Go through the data and copy each line where the word "hair" shows up.
RECORDS FOR THIS TASK Block Start
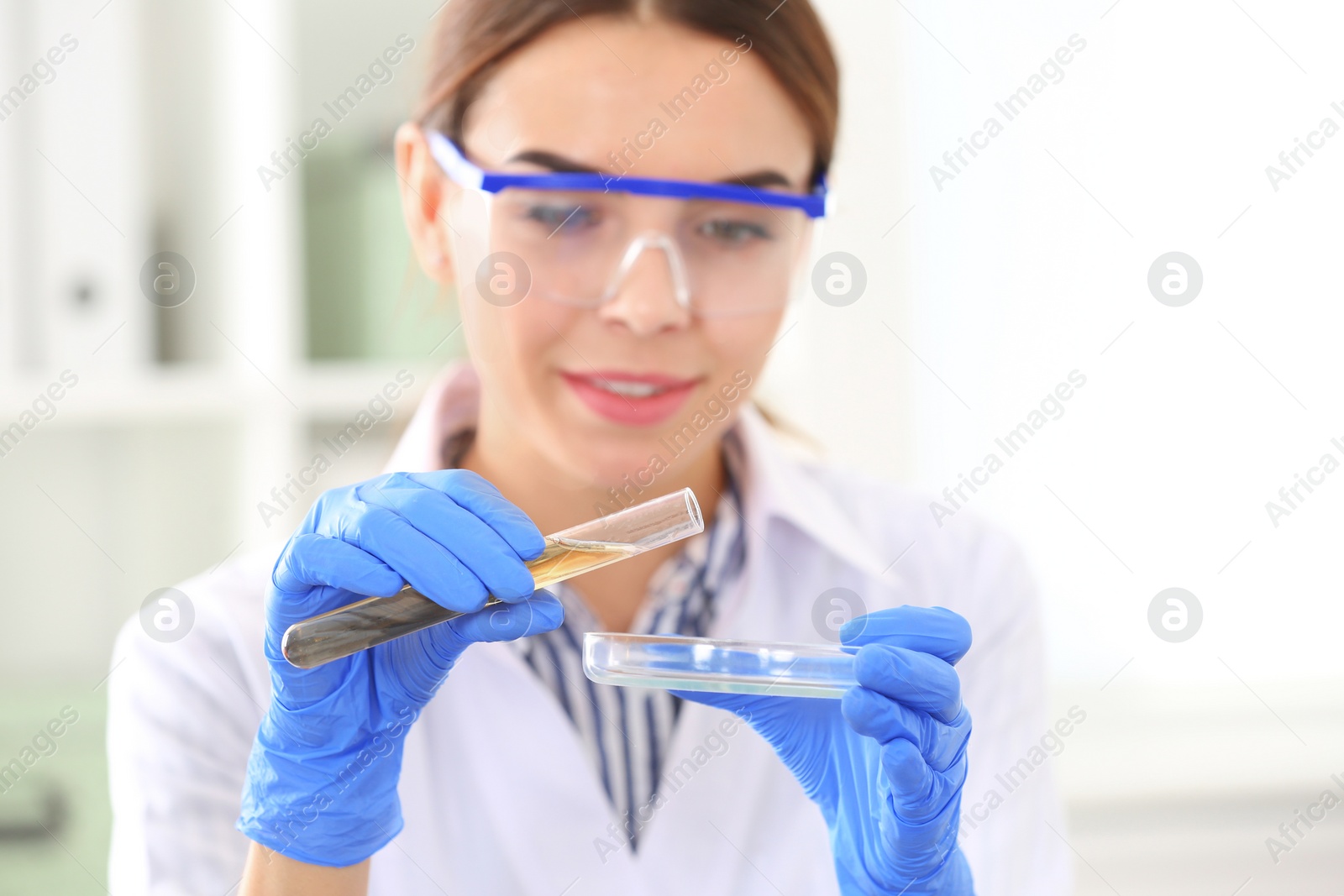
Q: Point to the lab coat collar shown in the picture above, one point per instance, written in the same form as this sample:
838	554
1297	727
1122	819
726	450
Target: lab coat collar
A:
780	486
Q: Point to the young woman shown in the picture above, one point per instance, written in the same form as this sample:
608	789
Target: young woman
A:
622	194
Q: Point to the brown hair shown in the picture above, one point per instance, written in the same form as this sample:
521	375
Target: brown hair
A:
475	36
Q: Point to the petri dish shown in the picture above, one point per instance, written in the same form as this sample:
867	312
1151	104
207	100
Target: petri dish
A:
722	665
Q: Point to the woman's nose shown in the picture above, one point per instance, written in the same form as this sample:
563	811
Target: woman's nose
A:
649	291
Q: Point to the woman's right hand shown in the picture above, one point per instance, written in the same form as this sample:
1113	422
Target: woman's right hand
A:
322	779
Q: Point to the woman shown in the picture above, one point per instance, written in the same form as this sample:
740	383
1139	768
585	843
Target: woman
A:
622	192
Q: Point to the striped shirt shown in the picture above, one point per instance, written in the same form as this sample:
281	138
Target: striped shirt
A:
627	731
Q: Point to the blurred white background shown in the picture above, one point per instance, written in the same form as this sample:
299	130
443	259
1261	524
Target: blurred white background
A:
983	293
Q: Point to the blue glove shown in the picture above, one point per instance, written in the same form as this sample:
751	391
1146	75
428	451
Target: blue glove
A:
886	763
322	779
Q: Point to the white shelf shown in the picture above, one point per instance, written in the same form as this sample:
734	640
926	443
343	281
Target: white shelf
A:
176	394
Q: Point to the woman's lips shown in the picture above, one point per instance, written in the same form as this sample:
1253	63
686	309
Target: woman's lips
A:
631	399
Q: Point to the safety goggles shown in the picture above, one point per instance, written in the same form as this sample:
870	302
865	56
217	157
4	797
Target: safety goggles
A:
575	237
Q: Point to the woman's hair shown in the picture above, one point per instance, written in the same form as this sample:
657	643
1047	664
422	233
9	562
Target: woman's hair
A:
475	36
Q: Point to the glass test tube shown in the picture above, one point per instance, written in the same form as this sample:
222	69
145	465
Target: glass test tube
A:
580	548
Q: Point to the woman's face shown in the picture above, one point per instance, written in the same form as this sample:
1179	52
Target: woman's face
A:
598	391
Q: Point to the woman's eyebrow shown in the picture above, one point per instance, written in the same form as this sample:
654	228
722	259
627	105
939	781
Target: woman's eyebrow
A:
554	161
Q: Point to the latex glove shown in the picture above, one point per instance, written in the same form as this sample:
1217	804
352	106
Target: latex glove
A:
322	779
886	763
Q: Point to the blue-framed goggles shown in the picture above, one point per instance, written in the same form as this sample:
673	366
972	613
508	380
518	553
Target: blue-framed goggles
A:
577	238
467	174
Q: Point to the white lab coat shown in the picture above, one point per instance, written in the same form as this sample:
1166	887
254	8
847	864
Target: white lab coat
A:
496	790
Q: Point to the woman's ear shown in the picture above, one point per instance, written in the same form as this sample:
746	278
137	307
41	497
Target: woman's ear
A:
423	188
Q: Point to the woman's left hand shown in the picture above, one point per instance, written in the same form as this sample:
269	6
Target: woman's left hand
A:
886	763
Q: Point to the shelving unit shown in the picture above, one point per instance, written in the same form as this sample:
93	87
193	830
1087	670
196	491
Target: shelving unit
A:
183	419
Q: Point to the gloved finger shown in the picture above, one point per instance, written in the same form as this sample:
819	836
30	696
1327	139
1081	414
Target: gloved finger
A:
507	622
934	631
918	793
425	563
465	537
916	679
423	661
311	560
477	495
877	716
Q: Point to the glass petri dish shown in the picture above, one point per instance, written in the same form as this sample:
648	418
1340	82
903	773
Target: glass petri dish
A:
707	664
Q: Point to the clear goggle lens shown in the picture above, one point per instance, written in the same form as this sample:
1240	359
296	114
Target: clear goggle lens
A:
577	248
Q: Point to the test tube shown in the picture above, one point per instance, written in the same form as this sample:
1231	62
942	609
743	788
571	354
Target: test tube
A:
580	548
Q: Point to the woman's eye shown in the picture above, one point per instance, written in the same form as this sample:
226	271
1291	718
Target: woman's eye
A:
RECORDS FOR THIS TASK Block End
● **EXERCISE RESULT**
Q: Point to the brown hair shown in the picture above, one point per instance, written in the same form as this sample:
Target: brown hair
Q: Point to the woman's hair shown in the picture above, one point per instance, written in the same form as this sample:
Target: woman's hair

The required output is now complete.